◆ **Extract to read**:
------------------------------------------------
Heroes creator/showrunner Tim Kring certainly has no problem alienating his fans to begin with, but here he goes again. He chatted with participants at last weekend's Creative Screenwriting's 2008 Screenwriting Expo, on a panel that was supposed to include Jeph Loeb and Jesse Alexander, two writers recently let go from the show. But no matter, Kring decided to fly solo, and had these choice words to share about the difficulties of being, well, Tim Kring:

(As reported by IGN) "[Serialized storytelling] is a very flawed way of telling stories on network television right now, because of the advent of the DVR and online streaming. The engine that drove [serialized TV] was you had to be in front of the TV [when it aired]. Now you can watch it when you want, where you want, how you want to watch it, and almost all of those ways are superior to watching it on air. So [watching it] on air is related to the saps and the dipshits* who can't figure out how to watch it in a superior way."

Strong words, Kring. Leave it to those new-fangled thingymabobs to ruin all your hard work. Except, as Time's James Poniewozik smartly points out in his rebuttal:

"…the idea that DVRs and streaming make it harder to follow serial shows is so transparently ridiculous I seriously wonder if Kring even believes it. I mean, OK, maybe in the sense that alternative platforms have driven down live viewing across the board and made it more challenging to make the same kind of money off advertising. But that's hardly limited to serial shows. And time-shifting, streaming and watching on DVD are precisely what has made it more attractive for viewers to watch serial shows."
------------------------------------------------
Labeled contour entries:
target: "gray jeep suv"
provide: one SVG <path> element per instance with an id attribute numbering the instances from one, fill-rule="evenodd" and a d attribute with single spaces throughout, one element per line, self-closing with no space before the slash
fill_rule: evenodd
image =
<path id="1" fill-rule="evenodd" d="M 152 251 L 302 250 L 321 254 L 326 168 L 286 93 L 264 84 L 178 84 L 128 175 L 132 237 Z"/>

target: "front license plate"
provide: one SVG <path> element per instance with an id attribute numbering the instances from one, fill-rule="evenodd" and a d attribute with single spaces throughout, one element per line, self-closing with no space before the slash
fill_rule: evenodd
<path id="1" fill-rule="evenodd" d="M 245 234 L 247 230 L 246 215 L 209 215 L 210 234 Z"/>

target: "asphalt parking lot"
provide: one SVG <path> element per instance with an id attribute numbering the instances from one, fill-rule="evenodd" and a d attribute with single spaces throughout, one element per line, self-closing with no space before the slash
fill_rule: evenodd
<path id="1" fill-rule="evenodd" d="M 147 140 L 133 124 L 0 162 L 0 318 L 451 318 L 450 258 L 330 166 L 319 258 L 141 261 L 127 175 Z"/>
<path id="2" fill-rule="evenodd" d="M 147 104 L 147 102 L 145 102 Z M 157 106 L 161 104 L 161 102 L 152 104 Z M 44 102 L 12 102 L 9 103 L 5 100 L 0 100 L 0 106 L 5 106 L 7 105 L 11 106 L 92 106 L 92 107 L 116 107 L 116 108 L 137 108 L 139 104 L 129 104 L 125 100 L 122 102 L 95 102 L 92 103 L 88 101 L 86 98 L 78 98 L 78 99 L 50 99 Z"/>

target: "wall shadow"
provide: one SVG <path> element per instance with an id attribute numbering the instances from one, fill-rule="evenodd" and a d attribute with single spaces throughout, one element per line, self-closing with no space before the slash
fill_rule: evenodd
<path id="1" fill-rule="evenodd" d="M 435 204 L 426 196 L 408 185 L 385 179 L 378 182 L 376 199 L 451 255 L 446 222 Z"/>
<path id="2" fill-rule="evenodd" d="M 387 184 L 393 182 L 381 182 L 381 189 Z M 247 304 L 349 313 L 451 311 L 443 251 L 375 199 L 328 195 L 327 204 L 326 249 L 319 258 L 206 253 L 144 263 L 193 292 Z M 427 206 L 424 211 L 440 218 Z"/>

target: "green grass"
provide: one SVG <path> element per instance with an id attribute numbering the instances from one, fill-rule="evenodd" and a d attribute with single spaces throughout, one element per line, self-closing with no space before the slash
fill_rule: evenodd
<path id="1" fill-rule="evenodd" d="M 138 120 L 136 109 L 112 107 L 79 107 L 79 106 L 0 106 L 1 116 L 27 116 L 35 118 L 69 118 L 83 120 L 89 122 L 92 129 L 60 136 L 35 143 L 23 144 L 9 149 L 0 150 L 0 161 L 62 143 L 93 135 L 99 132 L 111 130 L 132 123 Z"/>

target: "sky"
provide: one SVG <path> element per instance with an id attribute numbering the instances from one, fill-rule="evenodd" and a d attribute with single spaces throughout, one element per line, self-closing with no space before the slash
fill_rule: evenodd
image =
------------------------------------------------
◆ **Instructions**:
(A) In the piece about Tim Kring's remarks on serialized TV, which two writers were supposed to be on the panel with him?
(B) Pick up the piece about Tim Kring's remarks on serialized TV right after its last sentence and keep writing it.

◆ **Outputs in order**:
(A) Jeph Loeb and Jesse Alexander.

(B)
He goes on to point out the obvious (to everyone but Kring, apparently): If you only watch shows live, what happens when you miss an episode? Doesn't that derail the train all together? I fail to see the logic that immediate accessibility to episodes–via online, DVD or a marathon TiVo-watching session–will somehow confuse viewers more than picking up halfway through a season. We're smart enough to visit a website; we're certainly smart enough to watch the episodes in order.

Poniewozik, perhaps more to the point, also says this:

"Yes, you can blame technology for siphoning all the smart viewers away from your series. You could try revamping your show so that it becomes the complete opposite of what it was conceived as. Or you could try, you know, not sucking. A story arc or two that doesn't inspire ridicule could go a long way with the saps and dipshits**, is all I'm saying."

Sure, Kring could do that, but he's up against insurmountable barriers–at least according to him. He continued after his DVR remark, adding that he doesn't have an ending for Heroes in sight, nor did he ever expect that characters would be sticking around from season-to-season. Plus, sometimes fans love what he does, sometimes they don't, and it's becoming hard to figure out what's what. He sees the upcoming volume "Fugitives" as a way "for us to wipe the table [clean]" (hmm, where have I heard something like that before?) by removing everyone's powers and letting the characters, you know, be themselves. Be their boring, one-dimensional selves.

The Chicago Tribune's Maureen Ryan, though, thinks the problem's much bigger than even a complete show overhaul:

"The only sap here is Kring. Any and all insulting terms should be directed at himself. After all, who is responsible for two seasons of mostly muddy, incoherent storytelling? It wasn't the saps at home on their couches."

Needless to say, it might be time to consider saying goodbye to Heroes completely, NBC.

* Swear re-inserted for effect.

** See *.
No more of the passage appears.